▶ _Text passage_:
= = = =

PDF - Invoice Data extraction only of product name and Quantity

Hi Team,

How are you?
I came across a query as I am trying to do some automation on CSR.

I have to extract the details like Item description, Quantity and Price from the PDF file, can you please advise how IntelligentOCR can help me on this as I am trying to do with this only but not able to create the workflow.

If you have any other suggestion for me on how to extract the details, please let me know.

Below is an example how the data is in PDF and it may vary

@lakshman
@Palaniyappan
@RishiVC1

image

2 Likes

Hi @Rahulsinha

I think you can make use of the Intelligent OCR for this one. They have Position based extractors which you can easily configure to capture the data in the grids if the format of the document is the same all times.

First you need to do is to create a template using the taxonomy manager and classify the document. Next use the position based extractors if the structure is the same. You can also try to use the machine learning extractor to see how it can extract your fields…

How you build the workflow, you can refer to this sample workflows and create your own…

2 Likes

@Lahiru.Fernando
Thanks, Here I have two queries
1- How to use Taxonomy Manager, I have read about it in the portal but I am not clear on it as after it creates the JSON file what next needs to be done.—> Can you please explain in deatails

2- If it will be position based then it might be a problem as different PDF may have different format in that case how it will pick.

Thanks!

1 Like

@Rahulsinha

You can get a much better understanding on how to use the Intelligent OCR part and building workflows, if you try to follow the 2019.04 updates course in the UiPath academy. It explains well on how to use the taxonomy manager and how to build the intelligent OCR workflows…

For your second question, if the position is changing time to time along with the formats, I would suggest to give a try with Machine Learning extractor or the regex based extractor or the combination of these…

Go through the course first to get a better understanding…

1 Like

@Lahiru.Fernando
This course is really helpful but I am not able to analyse how may time we need to define to the extractor. I mean how it can be resolved and also as the output it is not giving the data which I have selected in the PDF.
Kindly let me know if my query is not clear

1 Like

Hello @Rahulsinha,

The machine learning extractor is using a pre-trained model that does not adjust with the manual corrections submitted by the users. So it does not learn at the moment.

Ioana

1 Like

Thanks for the response. :slight_smile:
Could you please advise in my query How should I process on this.
I need to extract the PO number, Date and the data which is available in the table, how can I extract all these data in an excel sheet.

1 Like

Could you send me a real document to have a look at?

1 Like

Sorry, not be able to share the real document but here is the copy(kind of) of it.

1 Like

Hello @Rahulsinha,

Without a few real life documents, I cannot propose a solution. Try looking into the Regex Based Extractor and the Position Based Extractor if you have just a few variations of where / now the data appears.

= = = =

▶ _Dataset records_:
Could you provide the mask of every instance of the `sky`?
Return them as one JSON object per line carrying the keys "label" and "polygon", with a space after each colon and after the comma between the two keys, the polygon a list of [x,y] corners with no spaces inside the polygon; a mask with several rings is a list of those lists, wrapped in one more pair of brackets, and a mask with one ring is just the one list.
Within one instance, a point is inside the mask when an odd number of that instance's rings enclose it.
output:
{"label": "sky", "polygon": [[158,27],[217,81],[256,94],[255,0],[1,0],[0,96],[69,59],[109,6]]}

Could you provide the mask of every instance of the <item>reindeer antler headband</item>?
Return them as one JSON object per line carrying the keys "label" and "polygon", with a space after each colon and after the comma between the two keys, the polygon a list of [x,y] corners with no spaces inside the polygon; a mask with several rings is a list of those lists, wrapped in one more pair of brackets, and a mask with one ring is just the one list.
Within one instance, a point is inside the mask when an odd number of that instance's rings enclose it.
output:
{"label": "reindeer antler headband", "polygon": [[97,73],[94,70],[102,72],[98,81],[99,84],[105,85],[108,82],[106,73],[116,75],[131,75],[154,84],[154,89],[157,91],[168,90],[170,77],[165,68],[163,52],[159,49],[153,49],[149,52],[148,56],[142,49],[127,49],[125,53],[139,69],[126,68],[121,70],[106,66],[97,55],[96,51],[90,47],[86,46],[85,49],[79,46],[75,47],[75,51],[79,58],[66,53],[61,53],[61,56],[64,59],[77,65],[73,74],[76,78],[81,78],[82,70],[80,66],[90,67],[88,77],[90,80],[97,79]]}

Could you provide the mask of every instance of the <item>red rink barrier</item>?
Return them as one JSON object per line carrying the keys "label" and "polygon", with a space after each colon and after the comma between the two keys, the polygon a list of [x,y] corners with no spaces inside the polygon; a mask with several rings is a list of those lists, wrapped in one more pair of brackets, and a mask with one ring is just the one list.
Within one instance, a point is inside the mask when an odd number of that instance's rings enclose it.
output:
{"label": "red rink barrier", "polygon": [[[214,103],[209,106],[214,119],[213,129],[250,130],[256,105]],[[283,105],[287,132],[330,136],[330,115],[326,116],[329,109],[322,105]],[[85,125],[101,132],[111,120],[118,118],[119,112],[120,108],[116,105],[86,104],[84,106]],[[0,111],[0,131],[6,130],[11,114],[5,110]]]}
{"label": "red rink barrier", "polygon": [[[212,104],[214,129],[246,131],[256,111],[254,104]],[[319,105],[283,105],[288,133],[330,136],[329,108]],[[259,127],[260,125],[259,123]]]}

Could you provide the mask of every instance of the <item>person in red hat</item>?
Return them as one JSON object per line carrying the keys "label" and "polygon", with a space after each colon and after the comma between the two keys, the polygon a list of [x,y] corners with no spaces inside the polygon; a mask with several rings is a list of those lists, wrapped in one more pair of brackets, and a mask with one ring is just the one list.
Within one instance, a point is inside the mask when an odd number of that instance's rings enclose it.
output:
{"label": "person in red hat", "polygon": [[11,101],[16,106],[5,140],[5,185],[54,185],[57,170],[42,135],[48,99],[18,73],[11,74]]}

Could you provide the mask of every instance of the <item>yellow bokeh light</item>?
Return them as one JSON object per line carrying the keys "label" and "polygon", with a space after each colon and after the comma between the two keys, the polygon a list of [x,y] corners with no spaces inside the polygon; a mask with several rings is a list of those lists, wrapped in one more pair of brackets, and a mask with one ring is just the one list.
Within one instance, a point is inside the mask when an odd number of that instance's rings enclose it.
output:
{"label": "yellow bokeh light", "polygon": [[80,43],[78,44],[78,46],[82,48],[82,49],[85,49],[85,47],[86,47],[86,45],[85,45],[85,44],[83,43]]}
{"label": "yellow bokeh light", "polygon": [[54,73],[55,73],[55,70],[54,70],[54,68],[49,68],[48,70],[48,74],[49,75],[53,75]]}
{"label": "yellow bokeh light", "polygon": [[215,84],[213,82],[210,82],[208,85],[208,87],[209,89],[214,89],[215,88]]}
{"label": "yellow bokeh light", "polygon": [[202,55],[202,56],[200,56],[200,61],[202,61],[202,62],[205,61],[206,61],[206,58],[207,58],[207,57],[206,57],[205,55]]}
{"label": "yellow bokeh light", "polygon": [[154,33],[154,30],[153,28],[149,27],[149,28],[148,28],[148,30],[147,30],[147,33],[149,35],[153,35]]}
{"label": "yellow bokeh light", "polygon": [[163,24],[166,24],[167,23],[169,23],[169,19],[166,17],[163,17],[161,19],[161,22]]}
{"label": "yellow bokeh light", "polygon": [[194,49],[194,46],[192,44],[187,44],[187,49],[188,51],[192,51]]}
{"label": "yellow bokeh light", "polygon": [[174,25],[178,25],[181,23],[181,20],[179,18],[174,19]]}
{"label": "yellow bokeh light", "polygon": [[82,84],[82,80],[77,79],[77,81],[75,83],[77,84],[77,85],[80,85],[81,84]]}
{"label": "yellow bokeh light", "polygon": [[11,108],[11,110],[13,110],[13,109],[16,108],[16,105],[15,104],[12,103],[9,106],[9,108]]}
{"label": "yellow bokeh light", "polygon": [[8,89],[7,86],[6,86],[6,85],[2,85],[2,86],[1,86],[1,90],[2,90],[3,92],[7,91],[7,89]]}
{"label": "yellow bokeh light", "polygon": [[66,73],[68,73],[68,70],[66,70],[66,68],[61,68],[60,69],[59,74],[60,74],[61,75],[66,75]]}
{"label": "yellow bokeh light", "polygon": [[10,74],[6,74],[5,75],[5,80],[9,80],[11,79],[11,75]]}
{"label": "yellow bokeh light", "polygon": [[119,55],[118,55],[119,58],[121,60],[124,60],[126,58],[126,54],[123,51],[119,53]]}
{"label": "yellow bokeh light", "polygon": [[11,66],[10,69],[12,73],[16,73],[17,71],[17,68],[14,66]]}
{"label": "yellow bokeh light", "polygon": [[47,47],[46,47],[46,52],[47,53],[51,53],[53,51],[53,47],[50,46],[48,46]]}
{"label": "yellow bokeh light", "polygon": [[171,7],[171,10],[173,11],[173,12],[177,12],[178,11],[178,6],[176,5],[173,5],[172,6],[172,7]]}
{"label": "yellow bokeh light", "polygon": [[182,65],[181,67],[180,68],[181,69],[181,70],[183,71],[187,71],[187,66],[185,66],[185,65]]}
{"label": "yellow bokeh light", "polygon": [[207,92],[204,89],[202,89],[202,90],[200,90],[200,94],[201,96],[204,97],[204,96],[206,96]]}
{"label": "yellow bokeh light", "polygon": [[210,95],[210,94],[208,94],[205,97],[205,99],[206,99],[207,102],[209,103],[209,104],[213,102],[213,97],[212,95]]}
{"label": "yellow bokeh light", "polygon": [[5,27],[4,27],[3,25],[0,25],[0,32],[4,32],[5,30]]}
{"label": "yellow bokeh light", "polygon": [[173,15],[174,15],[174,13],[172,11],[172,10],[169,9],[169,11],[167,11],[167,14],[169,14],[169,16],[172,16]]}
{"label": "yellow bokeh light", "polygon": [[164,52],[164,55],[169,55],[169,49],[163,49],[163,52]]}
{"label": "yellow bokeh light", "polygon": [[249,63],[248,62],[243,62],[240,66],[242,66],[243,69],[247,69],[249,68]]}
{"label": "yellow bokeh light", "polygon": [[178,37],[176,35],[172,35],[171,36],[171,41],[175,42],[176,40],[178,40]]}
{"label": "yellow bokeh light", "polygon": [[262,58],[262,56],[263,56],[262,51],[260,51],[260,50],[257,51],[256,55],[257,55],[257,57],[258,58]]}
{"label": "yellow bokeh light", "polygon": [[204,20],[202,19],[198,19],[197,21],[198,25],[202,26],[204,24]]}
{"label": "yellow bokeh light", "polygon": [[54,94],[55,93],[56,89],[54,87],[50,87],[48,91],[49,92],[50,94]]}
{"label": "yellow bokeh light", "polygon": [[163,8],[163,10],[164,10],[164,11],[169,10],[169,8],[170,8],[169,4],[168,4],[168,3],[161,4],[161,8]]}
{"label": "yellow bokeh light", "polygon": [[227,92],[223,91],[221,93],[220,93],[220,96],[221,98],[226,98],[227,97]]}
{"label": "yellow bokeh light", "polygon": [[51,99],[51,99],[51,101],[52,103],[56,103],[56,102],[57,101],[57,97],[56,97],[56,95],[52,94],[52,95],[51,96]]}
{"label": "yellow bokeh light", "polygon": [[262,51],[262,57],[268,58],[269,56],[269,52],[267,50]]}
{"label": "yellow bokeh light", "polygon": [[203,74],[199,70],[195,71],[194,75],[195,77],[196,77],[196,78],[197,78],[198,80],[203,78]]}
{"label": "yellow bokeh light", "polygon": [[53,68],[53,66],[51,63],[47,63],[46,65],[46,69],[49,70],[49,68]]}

= = = =

▶ _Written request_:
Reproduce word for word the part of the forum thread starting with "You can get" and going on through "in the PDF.".

▶ _Completed task_:
You can get a much better understanding on how to use the Intelligent OCR part and building workflows, if you try to follow the 2019.04 updates course in the UiPath academy. It explains well on how to use the taxonomy manager and how to build the intelligent OCR workflows…

For your second question, if the position is changing time to time along with the formats, I would suggest to give a try with Machine Learning extractor or the regex based extractor or the combination of these…

Go through the course first to get a better understanding…

1 Like

@Lahiru.Fernando
This course is really helpful but I am not able to analyse how may time we need to define to the extractor. I mean how it can be resolved and also as the output it is not giving the data which I have selected in the PDF.